## Exercise materials
_ _ _ _ _
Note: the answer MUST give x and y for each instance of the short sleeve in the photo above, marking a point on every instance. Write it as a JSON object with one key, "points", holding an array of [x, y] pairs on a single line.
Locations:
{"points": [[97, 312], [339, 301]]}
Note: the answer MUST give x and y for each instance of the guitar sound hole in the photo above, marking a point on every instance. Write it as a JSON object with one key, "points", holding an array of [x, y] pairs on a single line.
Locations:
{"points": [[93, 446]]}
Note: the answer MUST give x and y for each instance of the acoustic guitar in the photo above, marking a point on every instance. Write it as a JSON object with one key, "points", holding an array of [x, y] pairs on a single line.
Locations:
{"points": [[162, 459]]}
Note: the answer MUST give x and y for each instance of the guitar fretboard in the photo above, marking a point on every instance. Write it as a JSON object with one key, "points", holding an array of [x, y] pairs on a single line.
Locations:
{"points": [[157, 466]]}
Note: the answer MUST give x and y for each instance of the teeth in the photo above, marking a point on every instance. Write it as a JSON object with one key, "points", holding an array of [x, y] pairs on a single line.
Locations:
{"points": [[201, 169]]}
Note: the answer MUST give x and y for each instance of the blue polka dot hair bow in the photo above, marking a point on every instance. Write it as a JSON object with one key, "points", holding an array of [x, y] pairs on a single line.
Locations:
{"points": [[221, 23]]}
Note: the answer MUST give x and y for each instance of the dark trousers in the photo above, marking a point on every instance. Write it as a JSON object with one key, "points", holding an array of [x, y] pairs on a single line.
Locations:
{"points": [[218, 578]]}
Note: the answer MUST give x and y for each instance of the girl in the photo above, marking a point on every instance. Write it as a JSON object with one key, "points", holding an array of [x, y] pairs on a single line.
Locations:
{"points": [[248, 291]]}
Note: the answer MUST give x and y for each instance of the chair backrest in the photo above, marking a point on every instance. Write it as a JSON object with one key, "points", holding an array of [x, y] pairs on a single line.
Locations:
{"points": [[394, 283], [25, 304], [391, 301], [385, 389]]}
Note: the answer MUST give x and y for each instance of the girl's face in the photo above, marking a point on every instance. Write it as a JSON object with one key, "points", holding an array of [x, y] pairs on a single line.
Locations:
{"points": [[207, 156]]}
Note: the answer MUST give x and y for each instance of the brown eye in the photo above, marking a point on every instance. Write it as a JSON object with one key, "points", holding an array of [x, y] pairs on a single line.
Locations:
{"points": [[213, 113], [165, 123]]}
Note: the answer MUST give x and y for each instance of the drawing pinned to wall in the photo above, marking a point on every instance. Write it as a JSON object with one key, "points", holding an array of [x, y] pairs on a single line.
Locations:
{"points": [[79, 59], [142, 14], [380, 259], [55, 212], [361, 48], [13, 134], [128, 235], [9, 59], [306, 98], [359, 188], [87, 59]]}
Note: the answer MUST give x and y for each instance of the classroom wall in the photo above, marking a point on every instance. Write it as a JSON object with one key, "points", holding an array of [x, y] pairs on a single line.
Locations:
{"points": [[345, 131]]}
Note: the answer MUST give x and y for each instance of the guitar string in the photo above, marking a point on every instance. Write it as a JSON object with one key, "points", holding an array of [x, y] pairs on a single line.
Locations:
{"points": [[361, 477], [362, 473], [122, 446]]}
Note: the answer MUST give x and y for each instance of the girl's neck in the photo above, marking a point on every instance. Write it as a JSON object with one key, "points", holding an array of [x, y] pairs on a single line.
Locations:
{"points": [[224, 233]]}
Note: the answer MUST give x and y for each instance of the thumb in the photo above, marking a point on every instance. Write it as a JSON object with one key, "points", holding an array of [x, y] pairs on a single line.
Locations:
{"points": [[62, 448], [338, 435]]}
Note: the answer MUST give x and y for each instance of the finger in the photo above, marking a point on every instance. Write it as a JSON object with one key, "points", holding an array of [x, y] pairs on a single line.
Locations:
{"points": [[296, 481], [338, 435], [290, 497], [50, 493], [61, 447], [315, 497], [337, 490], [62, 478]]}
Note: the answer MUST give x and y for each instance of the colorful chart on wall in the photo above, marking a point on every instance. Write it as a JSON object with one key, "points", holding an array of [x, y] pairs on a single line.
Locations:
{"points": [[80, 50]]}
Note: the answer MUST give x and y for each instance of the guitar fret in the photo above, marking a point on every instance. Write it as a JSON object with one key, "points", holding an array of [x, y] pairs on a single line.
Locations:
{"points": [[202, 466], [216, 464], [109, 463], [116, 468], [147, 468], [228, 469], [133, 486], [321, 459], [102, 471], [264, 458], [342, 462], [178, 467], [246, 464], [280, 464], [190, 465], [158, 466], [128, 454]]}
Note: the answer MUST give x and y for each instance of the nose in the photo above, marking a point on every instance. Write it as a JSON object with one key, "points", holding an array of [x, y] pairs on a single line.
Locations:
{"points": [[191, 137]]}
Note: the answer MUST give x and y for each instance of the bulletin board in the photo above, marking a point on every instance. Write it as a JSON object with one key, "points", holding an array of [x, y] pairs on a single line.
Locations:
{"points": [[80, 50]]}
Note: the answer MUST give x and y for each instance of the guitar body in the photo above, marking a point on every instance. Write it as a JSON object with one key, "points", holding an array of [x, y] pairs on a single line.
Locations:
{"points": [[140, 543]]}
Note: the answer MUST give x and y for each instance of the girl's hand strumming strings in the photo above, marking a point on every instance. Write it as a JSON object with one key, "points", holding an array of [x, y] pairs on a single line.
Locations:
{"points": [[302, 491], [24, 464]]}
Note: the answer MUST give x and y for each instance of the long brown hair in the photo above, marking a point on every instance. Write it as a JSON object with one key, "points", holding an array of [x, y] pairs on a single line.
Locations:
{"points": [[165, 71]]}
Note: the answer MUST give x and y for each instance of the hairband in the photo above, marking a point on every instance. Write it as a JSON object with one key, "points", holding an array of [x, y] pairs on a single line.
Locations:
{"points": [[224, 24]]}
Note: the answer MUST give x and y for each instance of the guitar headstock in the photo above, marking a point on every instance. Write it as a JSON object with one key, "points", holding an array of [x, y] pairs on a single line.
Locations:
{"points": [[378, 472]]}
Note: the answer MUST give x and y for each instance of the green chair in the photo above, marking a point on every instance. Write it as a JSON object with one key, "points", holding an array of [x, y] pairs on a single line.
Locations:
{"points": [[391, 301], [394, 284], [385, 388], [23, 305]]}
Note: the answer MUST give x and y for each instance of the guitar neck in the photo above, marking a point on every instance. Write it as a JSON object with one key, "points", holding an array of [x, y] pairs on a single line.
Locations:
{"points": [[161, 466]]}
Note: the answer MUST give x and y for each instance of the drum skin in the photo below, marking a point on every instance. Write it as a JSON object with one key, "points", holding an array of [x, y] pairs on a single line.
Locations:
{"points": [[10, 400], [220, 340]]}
_ _ _ _ _
## Exercise aim
Print every line of the data word for word, starting with the line that contains "the guitar neck" and running through the end of the data, with both ends included.

## Answer to this exercise
Note: the answer MUST give x and y for each instance of the guitar neck in the photo above, marking a point on every instance. Write it as a JSON object with one key, "points", holding an array of [x, y] pairs on a single line.
Locations:
{"points": [[161, 466]]}
Note: the answer MUST give x and y for each instance of the drum skin in the photo below, marking a point on every instance. Write it as a JSON object with one key, "points", holding an array of [x, y] pairs on a single line.
Locations:
{"points": [[10, 400], [220, 340]]}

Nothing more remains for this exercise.